SUPPLIED TEXT.
-*-
# Cheap Thermostat/Temp Controller for Brew Fridge



## jkeysers (28/10/15)

Anybody have any experience with these? I bought one of these a few months ago and it’s been absolutely brilliant.
http://www.ebay.com.au/itm/New-White-Digital-Thermostat-for-Reptile-Snake-Aquarium-Mat-Lamp-2000W-/111798979290?hash=item1a07bd0ada:g:X8oAAOSwI-BWIOFY
Coupled with a cheap reptile heater mat its kept my brew fridge at a cosy 18 degrees throughout Winter and Spring, with little more than a 0.1 degree fluctuation. Brilliant. You just run the probe inside the fridge, set your temperature and if the ambient temp in the fridge drops it’ll power the heater mat until it’s right, then shut it off.

The only problem is with summer coming, the weather is getting warmer and I’m no longer able to use it. My thermostat is designed for heating only it seems. What I want is one that will do the same, but with cooling. So if the temperature ambient temp in the fridge *increases*, it’ll power the fridge to cool it down. Looks as if these do exist;
http://www.ebay.com.au/itm/Digital-LCD-Thermostat-Temperature-Controller-Aquarium-Refrigerator-Incubator-/121538259667?hash=item1c4c3eaad3:m:mKWNnh6i4_M2f___TAKYTTQ

And bizzarely, this one looks identical to mine;
http://www.ebay.com.au/itm/Digital-Refrigerator-Thermostat-Aquarium-Greenhouse-Temperature-Controller-SOZ-/171954623106?hash=item28094b5282:g:BA0AAOSw0HVWDNL1
It claims it does cooling as well, but doesn’t say how. It’s certainly not in the instructions for mine, it might be an updated model?

Thinking about pulling the trigger on the one in the 2nd link. Just wondering what people on AHB use. I’ve already bought one which I’m about to replace, figured I’m better off asking rather than looking again in a few months for yet another one because there was a feature I forgot I needed. I know everyone is fond of the STC-1000, but it looks a little scary to me. And unless I'm mistaken, they don't allow me to warm the fridge through the cold Melbourne winters like my current setup does?

I like this option because it is extremely simple, not to mention nice and cheap.


----------



## crowmanz (28/10/15)

i_like_chicken said:


> Just wondering what people on AHB use. I’ve already bought one which I’m about to replace, figured I’m better off asking rather than looking again in a few months for yet another one because there was a feature I forgot I needed. I know everyone is fond of the STC-1000, but it looks a little scary to me. And unless I'm mistaken, they don't allow me to warm the fridge through the cold Melbourne winters like my current setup does?
> 
> I like this option because it is extremely simple, not to mention nice and cheap.
-*-
DATA EXCERPT.
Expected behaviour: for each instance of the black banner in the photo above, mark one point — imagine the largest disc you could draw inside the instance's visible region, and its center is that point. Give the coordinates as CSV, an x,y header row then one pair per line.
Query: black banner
-*-
AIM.
Can you transcribe the brew fridge thread word for word, from "The only problem" up to and including "an updated model?"? Nothing in the listing is needed here.

TASK OUTPUT.
The only problem is with summer coming, the weather is getting warmer and I’m no longer able to use it. My thermostat is designed for heating only it seems. What I want is one that will do the same, but with cooling. So if the temperature ambient temp in the fridge *increases*, it’ll power the fridge to cool it down. Looks as if these do exist;
http://www.ebay.com.au/itm/Digital-LCD-Thermostat-Temperature-Controller-Aquarium-Refrigerator-Incubator-/121538259667?hash=item1c4c3eaad3:m:mKWNnh6i4_M2f___TAKYTTQ

And bizzarely, this one looks identical to mine;
http://www.ebay.com.au/itm/Digital-Refrigerator-Thermostat-Aquarium-Greenhouse-Temperature-Controller-SOZ-/171954623106?hash=item28094b5282:g:BA0AAOSw0HVWDNL1
It claims it does cooling as well, but doesn’t say how. It’s certainly not in the instructions for mine, it might be an updated model?